• EXERCISE OBJECTIVE: Until you reach the line containing "rough mask: <svg", reproduce each line of the listing exactly, please, and include that line as well.
··········
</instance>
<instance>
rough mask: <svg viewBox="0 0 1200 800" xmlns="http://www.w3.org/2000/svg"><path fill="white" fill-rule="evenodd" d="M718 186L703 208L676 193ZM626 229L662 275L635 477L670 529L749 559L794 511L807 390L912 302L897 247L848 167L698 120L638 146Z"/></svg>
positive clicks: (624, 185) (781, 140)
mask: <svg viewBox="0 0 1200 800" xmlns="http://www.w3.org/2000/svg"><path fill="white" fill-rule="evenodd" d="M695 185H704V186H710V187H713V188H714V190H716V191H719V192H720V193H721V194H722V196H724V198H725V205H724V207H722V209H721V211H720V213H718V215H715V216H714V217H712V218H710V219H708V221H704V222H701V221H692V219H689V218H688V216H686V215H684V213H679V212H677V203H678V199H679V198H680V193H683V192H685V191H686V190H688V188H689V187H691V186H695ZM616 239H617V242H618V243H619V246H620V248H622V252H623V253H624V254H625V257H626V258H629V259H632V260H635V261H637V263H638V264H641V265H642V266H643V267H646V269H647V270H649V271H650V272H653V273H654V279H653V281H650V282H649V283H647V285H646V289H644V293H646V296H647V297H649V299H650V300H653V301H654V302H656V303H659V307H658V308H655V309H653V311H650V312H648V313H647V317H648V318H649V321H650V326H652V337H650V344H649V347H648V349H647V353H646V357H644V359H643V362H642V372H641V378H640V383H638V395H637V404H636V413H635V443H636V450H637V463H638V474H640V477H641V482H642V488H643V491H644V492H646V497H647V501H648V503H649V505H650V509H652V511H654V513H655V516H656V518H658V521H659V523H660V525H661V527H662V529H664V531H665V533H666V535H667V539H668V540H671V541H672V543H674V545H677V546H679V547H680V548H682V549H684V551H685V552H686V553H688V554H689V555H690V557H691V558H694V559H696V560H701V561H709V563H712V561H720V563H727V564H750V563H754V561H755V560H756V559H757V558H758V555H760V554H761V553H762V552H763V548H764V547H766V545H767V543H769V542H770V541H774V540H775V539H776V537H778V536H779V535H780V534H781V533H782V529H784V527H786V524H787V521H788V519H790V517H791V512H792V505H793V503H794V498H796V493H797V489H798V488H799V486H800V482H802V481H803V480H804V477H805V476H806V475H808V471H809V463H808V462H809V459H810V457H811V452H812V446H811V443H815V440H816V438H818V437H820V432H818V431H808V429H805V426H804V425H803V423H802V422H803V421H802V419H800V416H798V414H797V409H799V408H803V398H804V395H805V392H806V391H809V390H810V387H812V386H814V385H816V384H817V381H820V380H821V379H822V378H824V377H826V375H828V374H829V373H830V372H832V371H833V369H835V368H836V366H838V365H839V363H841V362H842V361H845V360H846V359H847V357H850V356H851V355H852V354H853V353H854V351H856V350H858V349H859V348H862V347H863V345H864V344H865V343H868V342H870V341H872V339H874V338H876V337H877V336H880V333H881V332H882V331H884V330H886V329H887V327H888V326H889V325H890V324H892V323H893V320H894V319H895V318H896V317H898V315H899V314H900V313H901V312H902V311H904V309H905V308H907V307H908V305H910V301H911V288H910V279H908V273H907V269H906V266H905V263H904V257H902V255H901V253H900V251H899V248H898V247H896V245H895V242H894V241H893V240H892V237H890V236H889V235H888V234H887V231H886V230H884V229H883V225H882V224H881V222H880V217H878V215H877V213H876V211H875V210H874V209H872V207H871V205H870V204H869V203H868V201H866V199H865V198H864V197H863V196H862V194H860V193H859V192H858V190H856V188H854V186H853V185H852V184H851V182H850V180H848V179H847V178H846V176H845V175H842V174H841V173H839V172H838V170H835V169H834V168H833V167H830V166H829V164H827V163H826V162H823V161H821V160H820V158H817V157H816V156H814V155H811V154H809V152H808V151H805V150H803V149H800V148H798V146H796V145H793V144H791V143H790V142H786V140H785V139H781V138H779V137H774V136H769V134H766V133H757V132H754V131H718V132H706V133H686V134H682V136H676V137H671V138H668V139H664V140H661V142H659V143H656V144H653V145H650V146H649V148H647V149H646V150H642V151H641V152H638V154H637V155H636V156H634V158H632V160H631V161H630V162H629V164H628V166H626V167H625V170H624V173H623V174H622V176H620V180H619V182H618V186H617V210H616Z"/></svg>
··········
• ANSWER BELOW:
</instance>
<instance>
rough mask: <svg viewBox="0 0 1200 800" xmlns="http://www.w3.org/2000/svg"><path fill="white" fill-rule="evenodd" d="M718 186L703 208L676 193ZM626 229L662 275L635 477L670 529L749 559L794 511L807 390L912 302L897 247L848 167L698 120L638 146Z"/></svg>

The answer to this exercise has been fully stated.